▶ _TEXTAUSZUG_:
........

Großbritannien hat als bedeutende europäische Industrienation natürlich seinen Anteil an der Entwicklung dieses präzisesten Navigationssystems der Welt gehabt (30 cm Ortungsgenauigkeit vs. ca. 5 m bei GPS und GLONASS). Die höchste Genauigkeit steht der Öffentlichkeit allerdings nicht kostenlos zur Verfügung – der kostenlose Dienst (Open Service) ist auf 4 m genau. Neben einem kostenpflichtigen Dienst (Commercial Service, CS) mit erhöhter Datenrate gibt es noch Dienste für sicherheitskritische Anwendungen wie Flugverkehr und Schifffahrt (Safety of Life, SoL), einen Such- und Rettungsdienst mit Rückkanal für Notrufe (Search and Rescue, SAR) und schließlich einen Dienst für Grenzschutz, behördliche, militärische, und polizeiliche Nutzung (Public Regulated Service, PRS). PRS ist stark verschlüsselt gegen unautorisierten Gebrauch und durch Fehlerkorrekturkodierung besonders robust gegen natürliche wie feindselige Störsignale.

........

▶ _VORLIEGENDE ANGABEN_:
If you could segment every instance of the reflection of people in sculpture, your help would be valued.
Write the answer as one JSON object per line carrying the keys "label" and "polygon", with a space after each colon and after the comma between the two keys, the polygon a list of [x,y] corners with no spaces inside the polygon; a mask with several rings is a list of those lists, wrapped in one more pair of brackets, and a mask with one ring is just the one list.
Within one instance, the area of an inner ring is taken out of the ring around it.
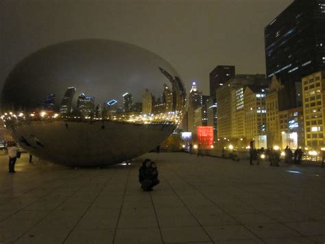
{"label": "reflection of people in sculpture", "polygon": [[8,147],[8,156],[9,156],[9,173],[16,173],[14,171],[14,164],[16,160],[17,160],[17,154],[19,152],[19,149],[16,146],[16,143]]}
{"label": "reflection of people in sculpture", "polygon": [[38,146],[45,147],[44,145],[42,143],[40,143],[40,142],[38,140],[38,139],[37,139],[37,137],[35,135],[31,135],[30,137],[35,141],[35,142],[36,143]]}
{"label": "reflection of people in sculpture", "polygon": [[21,142],[23,142],[26,146],[30,146],[35,149],[36,148],[35,146],[32,146],[32,144],[28,142],[27,140],[23,136],[21,136],[19,140]]}
{"label": "reflection of people in sculpture", "polygon": [[152,188],[160,183],[158,179],[157,166],[154,162],[146,159],[139,170],[139,181],[144,191],[152,190]]}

........

▶ _ZU BEARBEITENDE AUFGABEN_:
**a.** Welche Ortungsgenauigkeit bietet laut dem Textauszug der kostenlose Dienst (Open Service)?
**b.** Erläutern Sie anhand des Textauszugs, wodurch der Dienst PRS besonders robust gegen Störsignale ist und wogegen ihn seine Verschlüsselung schützt.

▶ _DIE LÖSUNGEN_:
**a.** Der kostenlose Dienst ist auf 4 m genau.

**b.** Der PRS ist durch Fehlerkorrekturkodierung besonders robust gegen natürliche wie feindselige Störsignale. Seine starke Verschlüsselung schützt ihn gegen unautorisierten Gebrauch.